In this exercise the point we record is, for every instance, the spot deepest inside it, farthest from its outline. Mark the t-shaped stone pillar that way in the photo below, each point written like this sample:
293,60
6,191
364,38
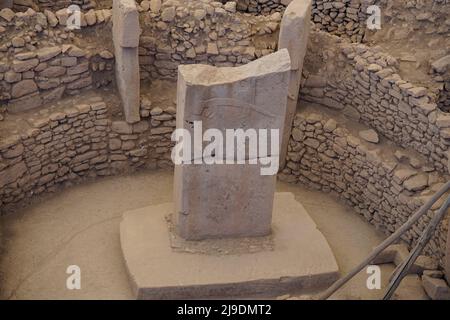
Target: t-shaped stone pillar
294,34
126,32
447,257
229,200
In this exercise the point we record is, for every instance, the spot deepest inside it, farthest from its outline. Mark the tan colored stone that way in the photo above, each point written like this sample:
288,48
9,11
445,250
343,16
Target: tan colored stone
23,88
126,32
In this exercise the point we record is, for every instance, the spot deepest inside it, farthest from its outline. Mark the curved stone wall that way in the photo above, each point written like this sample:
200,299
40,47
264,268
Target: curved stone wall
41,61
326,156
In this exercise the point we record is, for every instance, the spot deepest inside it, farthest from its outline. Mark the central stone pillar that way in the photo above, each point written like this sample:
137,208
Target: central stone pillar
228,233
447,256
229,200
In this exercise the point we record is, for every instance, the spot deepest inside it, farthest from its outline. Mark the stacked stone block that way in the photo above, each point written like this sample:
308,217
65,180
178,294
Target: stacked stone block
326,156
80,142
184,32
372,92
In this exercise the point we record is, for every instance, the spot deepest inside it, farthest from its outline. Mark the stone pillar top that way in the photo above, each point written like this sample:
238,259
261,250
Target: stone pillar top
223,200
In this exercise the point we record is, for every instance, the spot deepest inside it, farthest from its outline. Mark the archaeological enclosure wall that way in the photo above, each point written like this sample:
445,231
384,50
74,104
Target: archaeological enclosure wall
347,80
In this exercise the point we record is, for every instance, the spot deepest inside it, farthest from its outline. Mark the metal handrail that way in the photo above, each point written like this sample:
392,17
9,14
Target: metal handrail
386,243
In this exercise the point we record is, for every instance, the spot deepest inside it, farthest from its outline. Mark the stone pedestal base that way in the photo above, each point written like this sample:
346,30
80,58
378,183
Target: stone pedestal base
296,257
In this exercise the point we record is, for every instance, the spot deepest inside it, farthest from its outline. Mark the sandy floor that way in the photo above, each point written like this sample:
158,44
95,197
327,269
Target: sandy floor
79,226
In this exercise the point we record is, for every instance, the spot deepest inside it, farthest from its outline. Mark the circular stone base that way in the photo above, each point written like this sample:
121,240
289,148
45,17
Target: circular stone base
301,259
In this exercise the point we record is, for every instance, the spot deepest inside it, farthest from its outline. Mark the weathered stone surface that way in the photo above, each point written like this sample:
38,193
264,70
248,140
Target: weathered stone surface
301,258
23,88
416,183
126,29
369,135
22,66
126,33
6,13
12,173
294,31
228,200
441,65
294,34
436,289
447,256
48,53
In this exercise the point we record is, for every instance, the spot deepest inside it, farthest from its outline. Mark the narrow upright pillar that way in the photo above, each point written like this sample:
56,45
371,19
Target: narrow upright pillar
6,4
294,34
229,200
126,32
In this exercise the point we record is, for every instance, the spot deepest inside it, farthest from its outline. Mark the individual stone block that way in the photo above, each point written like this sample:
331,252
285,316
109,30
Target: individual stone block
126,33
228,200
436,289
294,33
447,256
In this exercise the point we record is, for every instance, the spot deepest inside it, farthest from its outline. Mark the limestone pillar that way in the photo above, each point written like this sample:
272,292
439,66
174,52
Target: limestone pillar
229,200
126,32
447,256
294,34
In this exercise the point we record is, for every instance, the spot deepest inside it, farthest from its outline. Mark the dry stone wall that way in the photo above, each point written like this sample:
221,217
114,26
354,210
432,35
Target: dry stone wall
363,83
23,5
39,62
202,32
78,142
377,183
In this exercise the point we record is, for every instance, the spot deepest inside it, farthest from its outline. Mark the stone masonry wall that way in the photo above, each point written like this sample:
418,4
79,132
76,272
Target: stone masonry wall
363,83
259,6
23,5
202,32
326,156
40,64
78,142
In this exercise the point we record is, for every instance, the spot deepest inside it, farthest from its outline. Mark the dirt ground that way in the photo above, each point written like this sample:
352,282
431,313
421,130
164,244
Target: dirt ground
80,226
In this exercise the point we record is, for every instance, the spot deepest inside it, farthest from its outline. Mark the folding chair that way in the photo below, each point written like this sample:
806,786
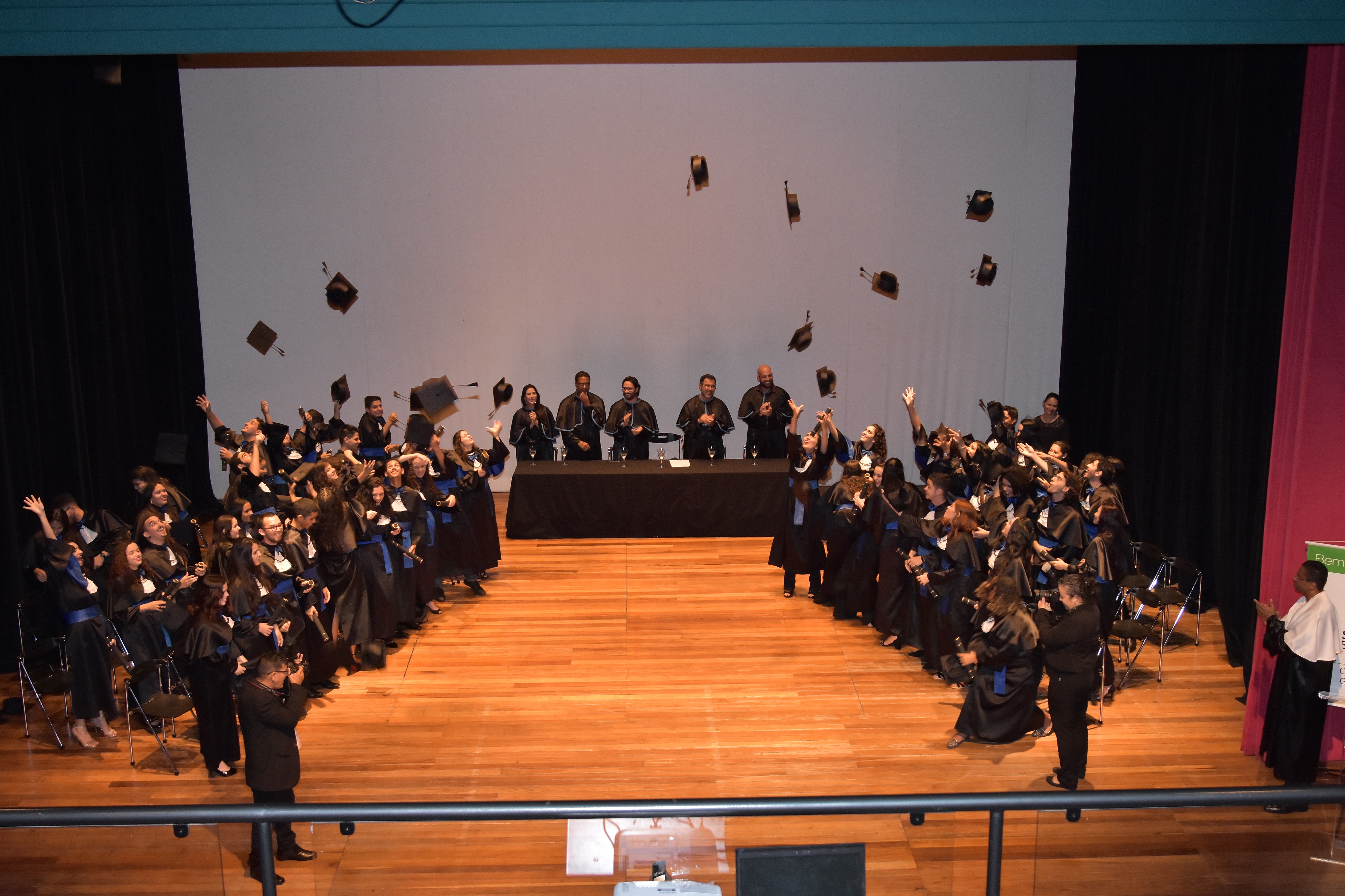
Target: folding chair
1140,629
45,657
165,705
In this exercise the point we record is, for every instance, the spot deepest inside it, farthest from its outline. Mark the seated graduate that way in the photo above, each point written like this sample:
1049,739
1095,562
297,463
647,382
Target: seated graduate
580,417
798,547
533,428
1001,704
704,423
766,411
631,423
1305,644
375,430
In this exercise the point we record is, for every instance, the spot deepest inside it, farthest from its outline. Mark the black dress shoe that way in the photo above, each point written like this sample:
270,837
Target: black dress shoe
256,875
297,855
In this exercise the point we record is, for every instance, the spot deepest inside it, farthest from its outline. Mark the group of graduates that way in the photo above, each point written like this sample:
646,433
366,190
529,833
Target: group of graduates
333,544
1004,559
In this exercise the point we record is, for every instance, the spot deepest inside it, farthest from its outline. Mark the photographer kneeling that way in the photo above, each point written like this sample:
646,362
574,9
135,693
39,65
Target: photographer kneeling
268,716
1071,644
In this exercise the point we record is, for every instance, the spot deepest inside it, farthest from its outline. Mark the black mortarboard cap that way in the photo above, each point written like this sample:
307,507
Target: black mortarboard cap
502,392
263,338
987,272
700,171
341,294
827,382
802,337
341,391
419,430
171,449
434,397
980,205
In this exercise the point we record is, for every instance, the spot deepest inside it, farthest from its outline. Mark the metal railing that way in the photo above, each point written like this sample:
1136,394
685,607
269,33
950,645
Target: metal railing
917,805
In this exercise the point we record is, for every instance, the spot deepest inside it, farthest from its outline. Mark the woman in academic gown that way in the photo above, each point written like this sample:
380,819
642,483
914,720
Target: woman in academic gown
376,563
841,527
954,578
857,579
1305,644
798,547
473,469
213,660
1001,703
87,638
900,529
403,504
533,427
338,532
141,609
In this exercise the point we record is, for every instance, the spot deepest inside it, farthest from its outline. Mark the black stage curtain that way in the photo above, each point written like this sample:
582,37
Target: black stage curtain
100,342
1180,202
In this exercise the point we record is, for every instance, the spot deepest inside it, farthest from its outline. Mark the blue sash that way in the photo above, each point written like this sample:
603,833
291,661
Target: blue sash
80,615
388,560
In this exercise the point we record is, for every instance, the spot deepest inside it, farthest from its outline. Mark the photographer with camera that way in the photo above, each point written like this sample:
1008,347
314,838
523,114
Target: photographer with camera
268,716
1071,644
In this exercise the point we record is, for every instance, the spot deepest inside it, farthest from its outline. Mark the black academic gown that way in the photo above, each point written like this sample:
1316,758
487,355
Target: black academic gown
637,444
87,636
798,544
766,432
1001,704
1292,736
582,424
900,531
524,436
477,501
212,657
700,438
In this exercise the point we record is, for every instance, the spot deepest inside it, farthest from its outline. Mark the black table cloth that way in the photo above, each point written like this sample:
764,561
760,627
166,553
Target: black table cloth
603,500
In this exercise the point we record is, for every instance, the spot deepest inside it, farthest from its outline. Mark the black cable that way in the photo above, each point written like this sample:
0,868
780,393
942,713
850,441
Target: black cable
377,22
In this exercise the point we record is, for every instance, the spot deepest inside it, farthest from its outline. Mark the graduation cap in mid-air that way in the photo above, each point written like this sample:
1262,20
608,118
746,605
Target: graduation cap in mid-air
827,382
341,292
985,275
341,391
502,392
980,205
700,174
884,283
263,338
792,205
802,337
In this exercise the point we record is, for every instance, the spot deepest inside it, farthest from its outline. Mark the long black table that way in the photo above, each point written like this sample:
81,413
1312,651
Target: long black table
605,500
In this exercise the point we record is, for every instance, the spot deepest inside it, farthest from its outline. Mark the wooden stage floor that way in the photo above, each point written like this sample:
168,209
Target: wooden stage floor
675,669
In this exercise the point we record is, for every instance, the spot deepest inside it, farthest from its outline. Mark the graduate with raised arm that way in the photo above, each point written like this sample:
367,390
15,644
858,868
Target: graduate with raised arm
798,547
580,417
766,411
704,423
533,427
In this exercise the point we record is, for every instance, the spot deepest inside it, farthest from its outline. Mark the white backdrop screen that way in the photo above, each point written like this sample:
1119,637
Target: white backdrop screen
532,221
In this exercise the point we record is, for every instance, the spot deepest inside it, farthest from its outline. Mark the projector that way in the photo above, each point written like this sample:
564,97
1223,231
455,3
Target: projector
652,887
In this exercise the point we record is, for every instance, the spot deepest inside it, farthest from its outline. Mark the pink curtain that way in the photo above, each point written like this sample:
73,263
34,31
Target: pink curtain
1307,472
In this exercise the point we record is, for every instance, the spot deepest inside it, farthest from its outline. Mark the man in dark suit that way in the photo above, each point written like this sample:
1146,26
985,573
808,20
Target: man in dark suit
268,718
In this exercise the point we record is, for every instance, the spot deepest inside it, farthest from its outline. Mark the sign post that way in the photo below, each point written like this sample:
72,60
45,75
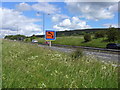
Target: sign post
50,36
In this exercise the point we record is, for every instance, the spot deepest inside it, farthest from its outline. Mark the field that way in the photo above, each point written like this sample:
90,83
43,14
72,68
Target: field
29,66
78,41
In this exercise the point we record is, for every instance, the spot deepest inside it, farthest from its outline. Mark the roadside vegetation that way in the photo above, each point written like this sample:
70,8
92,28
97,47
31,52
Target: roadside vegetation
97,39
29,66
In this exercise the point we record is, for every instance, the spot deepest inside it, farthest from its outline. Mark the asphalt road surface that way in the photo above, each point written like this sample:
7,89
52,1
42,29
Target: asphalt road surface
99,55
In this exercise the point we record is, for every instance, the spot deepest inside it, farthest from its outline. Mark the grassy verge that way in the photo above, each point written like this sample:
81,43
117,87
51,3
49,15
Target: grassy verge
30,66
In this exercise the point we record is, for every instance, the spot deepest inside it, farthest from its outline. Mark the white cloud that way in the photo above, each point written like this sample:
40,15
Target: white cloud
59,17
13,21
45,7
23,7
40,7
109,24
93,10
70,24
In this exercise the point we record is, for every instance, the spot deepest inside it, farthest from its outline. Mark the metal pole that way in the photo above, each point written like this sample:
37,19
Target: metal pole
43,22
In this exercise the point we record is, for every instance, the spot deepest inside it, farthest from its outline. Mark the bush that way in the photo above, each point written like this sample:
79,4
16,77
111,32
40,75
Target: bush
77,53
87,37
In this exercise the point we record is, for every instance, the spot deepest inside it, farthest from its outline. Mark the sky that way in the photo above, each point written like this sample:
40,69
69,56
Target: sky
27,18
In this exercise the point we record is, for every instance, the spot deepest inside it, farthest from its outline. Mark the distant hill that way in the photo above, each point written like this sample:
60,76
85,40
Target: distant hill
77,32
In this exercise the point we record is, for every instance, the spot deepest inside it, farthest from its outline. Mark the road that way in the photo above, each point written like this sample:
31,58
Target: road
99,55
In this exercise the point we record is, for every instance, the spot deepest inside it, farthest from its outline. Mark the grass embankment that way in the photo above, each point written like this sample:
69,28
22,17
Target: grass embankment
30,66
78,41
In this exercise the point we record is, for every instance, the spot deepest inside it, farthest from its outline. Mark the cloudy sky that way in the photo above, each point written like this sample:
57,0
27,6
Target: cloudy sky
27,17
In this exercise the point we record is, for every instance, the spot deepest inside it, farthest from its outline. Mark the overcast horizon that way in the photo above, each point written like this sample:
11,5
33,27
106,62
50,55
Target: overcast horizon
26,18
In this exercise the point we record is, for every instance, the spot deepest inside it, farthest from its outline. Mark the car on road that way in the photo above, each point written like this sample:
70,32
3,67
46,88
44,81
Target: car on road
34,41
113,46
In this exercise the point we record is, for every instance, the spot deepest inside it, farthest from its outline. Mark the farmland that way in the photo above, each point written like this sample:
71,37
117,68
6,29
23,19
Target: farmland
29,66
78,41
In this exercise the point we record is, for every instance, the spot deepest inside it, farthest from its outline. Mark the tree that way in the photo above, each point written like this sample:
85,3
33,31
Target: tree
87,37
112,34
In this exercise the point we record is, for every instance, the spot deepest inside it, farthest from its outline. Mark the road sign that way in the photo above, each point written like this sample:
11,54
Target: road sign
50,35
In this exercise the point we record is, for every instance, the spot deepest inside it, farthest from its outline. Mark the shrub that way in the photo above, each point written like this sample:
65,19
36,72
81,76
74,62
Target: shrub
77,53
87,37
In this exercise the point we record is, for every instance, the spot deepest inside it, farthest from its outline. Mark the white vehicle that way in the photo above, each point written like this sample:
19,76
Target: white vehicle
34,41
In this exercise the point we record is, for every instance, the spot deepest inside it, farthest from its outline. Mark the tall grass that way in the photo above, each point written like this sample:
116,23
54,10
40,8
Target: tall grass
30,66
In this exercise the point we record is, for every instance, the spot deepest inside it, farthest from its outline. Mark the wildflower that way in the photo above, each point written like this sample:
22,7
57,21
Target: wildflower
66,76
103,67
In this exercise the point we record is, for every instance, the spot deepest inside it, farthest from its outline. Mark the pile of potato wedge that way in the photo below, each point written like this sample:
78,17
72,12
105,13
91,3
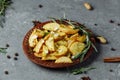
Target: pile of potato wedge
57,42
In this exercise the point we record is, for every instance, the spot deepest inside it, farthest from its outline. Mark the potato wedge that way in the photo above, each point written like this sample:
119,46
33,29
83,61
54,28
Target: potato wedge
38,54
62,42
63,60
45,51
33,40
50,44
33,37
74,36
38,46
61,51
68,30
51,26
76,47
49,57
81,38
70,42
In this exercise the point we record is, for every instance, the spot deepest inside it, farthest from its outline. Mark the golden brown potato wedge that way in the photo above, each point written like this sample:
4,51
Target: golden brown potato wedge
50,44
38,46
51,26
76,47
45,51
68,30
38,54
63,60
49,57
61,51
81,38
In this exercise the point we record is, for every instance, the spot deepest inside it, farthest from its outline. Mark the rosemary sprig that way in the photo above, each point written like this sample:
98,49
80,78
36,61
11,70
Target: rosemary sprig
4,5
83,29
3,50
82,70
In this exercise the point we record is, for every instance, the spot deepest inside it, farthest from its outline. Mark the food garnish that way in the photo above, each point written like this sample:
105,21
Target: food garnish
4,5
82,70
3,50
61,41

--- PROBLEM DESCRIPTION ---
Which lines in the records contain the word "below"? Copy each one.

--- ANSWER TO THE EXERCISE ---
In this exercise the point we record is, for every instance, the spot deepest inside it, farthest from its outline. Mark the t-shaped stone pillar that way in the photo below, each point written like this sample:
In this exercise the point we record is, for every instance, the spot deepest inside it, farthest from its outline. Mark the folding chair that way in the photo below, each point written like this sample:
In this exercise the point we record is, for every instance, the spot deepest inside it, farthest from its outline. Mark the sign post that way in the photo below, each point written like this sample:
In this exercise the point we record is, for every instance, the spot deepest inside it, farthest from its outline. Mark the pile of potato wedge that way in the photo below, each point written like this sample:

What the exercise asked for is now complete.